Locate every line in the material below that contains the word "inlaid" and copy each of those lines. Letter case matters.

==== Records to use

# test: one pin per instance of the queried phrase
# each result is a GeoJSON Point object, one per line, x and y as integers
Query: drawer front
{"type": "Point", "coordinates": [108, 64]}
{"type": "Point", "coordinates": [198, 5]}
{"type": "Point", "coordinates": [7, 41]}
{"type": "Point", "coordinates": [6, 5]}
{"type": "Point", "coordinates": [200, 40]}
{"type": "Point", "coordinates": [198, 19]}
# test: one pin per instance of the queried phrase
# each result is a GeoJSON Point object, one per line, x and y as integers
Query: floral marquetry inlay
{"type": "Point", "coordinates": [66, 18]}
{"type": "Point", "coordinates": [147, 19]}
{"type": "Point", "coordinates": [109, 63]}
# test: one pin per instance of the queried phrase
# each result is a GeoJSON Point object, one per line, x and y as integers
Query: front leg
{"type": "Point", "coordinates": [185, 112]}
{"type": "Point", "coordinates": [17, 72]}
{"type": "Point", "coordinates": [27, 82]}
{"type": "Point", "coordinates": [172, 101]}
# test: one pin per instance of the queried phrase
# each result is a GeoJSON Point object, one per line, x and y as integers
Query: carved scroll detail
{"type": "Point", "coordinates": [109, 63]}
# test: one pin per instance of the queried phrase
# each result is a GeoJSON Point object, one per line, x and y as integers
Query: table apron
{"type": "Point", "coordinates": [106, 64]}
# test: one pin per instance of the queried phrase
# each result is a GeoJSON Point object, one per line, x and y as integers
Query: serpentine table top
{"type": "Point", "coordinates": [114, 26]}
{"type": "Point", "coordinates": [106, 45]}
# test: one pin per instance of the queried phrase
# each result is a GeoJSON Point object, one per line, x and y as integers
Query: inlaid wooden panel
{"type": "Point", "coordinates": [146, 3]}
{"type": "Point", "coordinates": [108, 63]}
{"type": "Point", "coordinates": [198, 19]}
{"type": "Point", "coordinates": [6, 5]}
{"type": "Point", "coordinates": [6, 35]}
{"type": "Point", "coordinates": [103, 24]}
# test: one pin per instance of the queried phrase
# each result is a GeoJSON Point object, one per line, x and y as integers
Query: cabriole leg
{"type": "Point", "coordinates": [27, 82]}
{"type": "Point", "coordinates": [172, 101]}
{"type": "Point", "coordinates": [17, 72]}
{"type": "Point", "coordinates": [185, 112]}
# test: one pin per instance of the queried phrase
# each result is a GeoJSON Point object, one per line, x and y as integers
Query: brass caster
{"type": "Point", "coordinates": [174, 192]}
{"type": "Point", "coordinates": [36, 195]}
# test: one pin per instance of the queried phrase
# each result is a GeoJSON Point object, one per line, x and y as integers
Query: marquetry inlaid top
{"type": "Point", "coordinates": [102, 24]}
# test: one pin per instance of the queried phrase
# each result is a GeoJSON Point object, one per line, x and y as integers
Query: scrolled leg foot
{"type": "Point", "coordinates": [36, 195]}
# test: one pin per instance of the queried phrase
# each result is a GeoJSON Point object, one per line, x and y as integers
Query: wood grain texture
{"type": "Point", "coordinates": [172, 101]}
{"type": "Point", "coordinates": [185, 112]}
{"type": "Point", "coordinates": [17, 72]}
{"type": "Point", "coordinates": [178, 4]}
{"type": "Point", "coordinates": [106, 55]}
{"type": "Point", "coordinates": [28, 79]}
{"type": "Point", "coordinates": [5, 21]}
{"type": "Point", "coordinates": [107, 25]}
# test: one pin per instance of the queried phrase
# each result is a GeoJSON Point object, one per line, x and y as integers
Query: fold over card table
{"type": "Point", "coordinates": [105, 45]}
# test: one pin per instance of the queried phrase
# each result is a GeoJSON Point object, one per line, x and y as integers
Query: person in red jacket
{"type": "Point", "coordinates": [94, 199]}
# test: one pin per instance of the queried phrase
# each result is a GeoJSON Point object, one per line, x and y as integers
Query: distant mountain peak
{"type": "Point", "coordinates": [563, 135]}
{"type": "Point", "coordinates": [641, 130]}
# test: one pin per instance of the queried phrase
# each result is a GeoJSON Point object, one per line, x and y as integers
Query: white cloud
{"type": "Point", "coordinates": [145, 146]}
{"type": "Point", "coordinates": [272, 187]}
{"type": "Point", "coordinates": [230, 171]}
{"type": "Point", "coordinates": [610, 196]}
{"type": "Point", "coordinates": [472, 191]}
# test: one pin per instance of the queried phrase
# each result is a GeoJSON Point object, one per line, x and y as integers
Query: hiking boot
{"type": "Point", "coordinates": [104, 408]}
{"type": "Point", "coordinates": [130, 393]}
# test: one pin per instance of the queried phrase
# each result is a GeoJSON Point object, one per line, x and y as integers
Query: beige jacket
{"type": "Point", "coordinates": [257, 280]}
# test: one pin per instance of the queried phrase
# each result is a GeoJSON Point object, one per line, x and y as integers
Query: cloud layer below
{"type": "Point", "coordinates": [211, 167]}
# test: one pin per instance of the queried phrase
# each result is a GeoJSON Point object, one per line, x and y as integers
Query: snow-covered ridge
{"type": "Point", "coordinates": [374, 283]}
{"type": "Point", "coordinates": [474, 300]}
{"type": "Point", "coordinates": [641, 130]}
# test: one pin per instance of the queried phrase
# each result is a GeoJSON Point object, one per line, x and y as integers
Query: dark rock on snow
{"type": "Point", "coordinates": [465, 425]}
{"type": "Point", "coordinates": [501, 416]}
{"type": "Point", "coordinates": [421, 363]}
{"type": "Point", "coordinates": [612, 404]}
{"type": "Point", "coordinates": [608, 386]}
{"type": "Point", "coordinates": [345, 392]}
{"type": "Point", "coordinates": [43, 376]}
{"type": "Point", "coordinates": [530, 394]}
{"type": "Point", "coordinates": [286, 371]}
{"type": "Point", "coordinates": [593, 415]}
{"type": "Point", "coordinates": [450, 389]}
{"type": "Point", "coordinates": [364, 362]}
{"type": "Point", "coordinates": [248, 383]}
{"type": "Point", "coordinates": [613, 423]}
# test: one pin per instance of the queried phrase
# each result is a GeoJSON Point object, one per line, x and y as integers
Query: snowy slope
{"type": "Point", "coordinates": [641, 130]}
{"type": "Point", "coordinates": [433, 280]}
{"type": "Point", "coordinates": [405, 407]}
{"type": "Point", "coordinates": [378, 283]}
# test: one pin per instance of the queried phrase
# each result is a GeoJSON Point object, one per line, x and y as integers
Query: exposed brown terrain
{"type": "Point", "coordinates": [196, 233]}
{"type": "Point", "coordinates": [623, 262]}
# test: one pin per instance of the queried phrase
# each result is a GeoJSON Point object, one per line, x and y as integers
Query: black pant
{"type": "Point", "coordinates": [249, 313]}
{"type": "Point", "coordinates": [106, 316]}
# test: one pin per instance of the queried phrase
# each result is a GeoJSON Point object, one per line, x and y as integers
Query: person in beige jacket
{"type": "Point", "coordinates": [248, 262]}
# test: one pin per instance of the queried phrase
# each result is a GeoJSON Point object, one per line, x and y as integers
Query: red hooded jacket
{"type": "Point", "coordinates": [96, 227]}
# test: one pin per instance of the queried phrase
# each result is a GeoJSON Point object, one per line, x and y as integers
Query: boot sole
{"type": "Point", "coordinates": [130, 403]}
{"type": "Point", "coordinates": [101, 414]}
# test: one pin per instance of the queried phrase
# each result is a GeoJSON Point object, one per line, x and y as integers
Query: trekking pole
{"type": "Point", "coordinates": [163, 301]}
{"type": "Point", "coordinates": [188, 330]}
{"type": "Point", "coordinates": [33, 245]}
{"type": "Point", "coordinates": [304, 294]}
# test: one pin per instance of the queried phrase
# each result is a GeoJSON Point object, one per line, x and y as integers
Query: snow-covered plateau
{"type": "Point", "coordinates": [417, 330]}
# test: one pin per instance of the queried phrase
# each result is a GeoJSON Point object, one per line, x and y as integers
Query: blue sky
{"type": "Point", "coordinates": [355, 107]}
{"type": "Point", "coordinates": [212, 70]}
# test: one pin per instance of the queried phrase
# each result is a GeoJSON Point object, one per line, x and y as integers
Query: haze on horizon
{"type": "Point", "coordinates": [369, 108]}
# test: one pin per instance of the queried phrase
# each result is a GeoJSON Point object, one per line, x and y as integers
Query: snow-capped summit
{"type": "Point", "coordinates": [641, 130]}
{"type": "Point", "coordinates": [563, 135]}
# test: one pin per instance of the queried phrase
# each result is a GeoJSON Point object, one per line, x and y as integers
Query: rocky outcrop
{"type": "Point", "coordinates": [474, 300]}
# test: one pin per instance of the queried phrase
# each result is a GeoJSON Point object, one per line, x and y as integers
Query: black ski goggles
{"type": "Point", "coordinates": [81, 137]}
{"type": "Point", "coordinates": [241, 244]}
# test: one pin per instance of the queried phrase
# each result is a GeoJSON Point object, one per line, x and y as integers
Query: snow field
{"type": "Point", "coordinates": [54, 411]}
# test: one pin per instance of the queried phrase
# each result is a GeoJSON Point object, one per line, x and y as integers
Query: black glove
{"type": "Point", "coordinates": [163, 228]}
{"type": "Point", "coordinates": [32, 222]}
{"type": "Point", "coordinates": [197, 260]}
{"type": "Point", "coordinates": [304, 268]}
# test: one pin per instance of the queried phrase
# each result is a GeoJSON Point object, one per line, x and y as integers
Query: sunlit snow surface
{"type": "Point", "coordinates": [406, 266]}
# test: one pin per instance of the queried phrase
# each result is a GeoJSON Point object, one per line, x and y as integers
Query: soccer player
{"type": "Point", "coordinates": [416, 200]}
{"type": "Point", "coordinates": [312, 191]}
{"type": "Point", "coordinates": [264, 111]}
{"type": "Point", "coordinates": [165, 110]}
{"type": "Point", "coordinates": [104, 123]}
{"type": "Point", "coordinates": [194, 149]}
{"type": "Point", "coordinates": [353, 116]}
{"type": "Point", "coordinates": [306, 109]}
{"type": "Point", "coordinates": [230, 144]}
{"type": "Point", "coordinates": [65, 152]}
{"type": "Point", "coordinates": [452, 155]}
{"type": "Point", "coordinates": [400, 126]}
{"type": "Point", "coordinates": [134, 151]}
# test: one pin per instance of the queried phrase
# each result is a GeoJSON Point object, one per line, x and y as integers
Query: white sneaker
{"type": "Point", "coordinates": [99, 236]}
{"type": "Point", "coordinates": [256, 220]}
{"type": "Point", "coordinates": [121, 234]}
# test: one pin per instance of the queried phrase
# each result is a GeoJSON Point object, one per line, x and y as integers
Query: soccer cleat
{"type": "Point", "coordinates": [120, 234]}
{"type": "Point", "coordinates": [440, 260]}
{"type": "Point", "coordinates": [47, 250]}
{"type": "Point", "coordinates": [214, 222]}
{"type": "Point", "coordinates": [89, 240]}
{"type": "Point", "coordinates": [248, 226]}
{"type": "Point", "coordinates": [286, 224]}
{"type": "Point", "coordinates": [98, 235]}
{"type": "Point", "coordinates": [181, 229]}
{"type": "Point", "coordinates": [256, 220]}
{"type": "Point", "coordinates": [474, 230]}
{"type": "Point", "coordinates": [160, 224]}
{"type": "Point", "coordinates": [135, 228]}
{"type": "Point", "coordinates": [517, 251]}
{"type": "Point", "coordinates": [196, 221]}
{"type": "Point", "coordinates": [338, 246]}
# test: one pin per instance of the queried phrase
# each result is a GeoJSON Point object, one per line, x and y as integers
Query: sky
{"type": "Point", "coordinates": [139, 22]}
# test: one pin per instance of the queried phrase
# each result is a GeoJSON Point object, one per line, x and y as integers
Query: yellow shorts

========

* Result *
Query: inlaid wooden panel
Query: marquetry inlaid top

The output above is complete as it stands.